→ **DIRECTIONS**:
**A.** In the tribute to Helen Raymond, how many words a minute could she type?
**B.** Using the tribute to Helen Raymond, explain in one to three sentences what led to the year she spent at her grandparents' farm.
**C.** Extend the tribute to Helen Raymond beyond its last sentence.

→ **SOURCE EXTRACT**:
☆ ☆ ☆ ☆ ☆
Helen Raymond lived a wonderful and eventful life. She loved to sing and dance and made many friends after moving to Oregon from Southern California in 1991. She participated in the Hillsboro Toastmasters from maybe 2001 to 2005 or 2006. She loved to give speeches and she loved to memorize songs. She had been involved with the Toastmasters, too, in Southern California. She also was involved a little bit with the Audubon Society in Southern California. She was a Blue Bird leader, too, when her children were young.
Helen was very active in Oregon. She participated in a play reading club in Portland for a while. She sang with the Hillsboro Senior Serenaders. She enjoyed the luncheons there, too, at the Hillsboro Senior Center. Helen also led an active social life dancing and attending the luncheons at Elsie Stuhr Senior Center in Beaverton. Two times she was voted queen at the Tigard Senior Prom for seniors (not high school seniors). She had many friends from the Hillsboro Senior Center and Elsie Stuhr Senior Center.
In her younger years, Helen experienced the terrible Long Beach earthquake of 1933, where the house her mother and her were living in fell off its foundation. Her elementary school was flattened from the earthquake and she went to live at her grandparents' farm in San Bernadino, California for a year. She had fond memories of that experience, despite the tragedy of the earthquake. She liked to brag to me that she was the fastest runner in the 7th grade and she loved children, not only her own descendants but other people’s children. She went to Compton High School and Compton Junior College, CA. After that, she worked as a secretary in World War Two at Douglas Aircraft. She married her boss's son, Carl Raymond (our father), after the war and they had two children who are now the grown-up adults who miss her so much.
Helen typed 120 words a minute. She was proud of that. She was a stay-at-home mother until her husband and her divorced in 1959. Then she worked at Del Valle School as a secretary. Later in the 1960s, she worked for General Dynamics in Pomona, California as a secretary. Mom still has a good friend back in California that she met in this General Dynamics' time period. She’s a very nice lady and says she knew Mom for 60 years. She has such fond memories of their experiences as friends. Helen Raymond, our mom, later worked as a secretary for a publishing company near the Pacific Ocean when her children were in their very late teens or very early 20s. I can not totally remember. After that, she worked for Aero Space in El Segundo, California. She retired from Aero Space after working there as a secretary for 15 years.
In her off work hours she loved dancing and singing. When her children were growing up she loved to play the piano. She loved to play The Blue Danube Waltz at a time when her son and daughter were having Sergeant Garcia pillow fights. She was a great mother and brought her kids to Mt. SAC college to catch tree frogs. She brought her kids to the mountains to catch crawdads. She made great tuna sandwiches with sweet pickles in them. She liked strange things, too, like pickled pig's feet. The pickled pig's feet were in a jar next to the Pompeian Olive Oil in the cabinet to the right of the stove with a copper hood. Even a few months ago today, Mom could remember that stove and the counter to the right of it with her Mix Master on it where her kids “got to lick” the beaters after she had made a chocolate cake. Mom had so much energy. Even until her death, she had wonderful memories of the autumn leaves that were raked up in our cul-de-sac in West Covina, California. Us kids ran and jumped into the leaves. This was the same street where we played baseball in the street. Even up to six weeks ago Helen could remember our house and our street and the walnut trees we used to have in our yard in West Covina, California. She had fond memories of us going to the beach at Huntington Beach State Park.
☆ ☆ ☆ ☆ ☆
→ **MATERIAL**:
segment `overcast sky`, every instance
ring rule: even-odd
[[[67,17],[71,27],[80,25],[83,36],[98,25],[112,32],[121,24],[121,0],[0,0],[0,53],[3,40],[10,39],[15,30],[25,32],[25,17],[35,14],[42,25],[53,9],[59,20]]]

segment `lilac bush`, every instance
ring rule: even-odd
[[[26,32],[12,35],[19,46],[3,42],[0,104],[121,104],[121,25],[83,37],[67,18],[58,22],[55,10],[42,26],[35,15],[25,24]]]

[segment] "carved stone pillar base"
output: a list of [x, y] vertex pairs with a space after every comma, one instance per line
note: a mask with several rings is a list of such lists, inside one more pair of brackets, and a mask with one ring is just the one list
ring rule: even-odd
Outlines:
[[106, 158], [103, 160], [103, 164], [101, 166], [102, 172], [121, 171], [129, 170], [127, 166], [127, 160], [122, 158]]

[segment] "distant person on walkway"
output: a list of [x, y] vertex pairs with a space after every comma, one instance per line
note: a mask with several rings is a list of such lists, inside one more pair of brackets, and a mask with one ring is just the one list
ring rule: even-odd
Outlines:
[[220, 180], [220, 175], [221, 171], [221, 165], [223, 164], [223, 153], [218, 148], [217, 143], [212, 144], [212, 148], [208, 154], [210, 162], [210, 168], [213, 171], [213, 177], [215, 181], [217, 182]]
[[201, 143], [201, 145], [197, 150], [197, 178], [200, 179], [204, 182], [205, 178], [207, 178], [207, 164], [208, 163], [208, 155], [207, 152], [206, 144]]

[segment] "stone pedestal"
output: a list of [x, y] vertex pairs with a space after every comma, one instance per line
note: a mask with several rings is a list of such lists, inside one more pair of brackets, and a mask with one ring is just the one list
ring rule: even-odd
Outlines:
☆ ☆ ☆ ☆ ☆
→ **ANSWERS BY TASK**:
**A.** 120 words a minute.

**B.** The 1933 Long Beach earthquake knocked the house she shared with her mother off its foundation and flattened her elementary school. She then went to live at her grandparents' farm in San Bernadino, California, for a year.

**C.**
Helen was also a great daughter to her mother, Maudie. She was a devoted daughter, even organizing our aging grandmother’s housecleaner’s comings and goings. I recorded a true story recently my mom told me about Strawberry Pie back when she and her mother still had an icebox, just when refrigerators were coming out. Helen’s mother had beautiful plants in her yard in West Covina. My brother carried a segment of one of those plants to Oregon when he moved there in the 1980s. Mom got a segment of that and had that plant in front of the windows behind her kitchen sink in Hillsboro, Oregon. I brought a segment of this Kalanchoe succulent home to my apartment in Indiana last September where it has been blooming yellow flowers ever since, giving Mom love and energy as she had moved to Jennings McCall Assisted Living in Forest Grove from her house in Hillsboro.
Helen used to love dancing and she bragged that she danced with Jerry Brown before he was governor of California. She had also danced with Al Pacino's father. After she moved up to Oregon in 1991, she got into square dancing. She just loved dancing. A friend of hers recently said that even 3-4 years ago, in Helen's early 90s, she danced up such a storm that the friend was totally amazed. Helen's positive outlook allowed her to have many great friends and her positive energy and her dancing and singing probably contributed to her long life.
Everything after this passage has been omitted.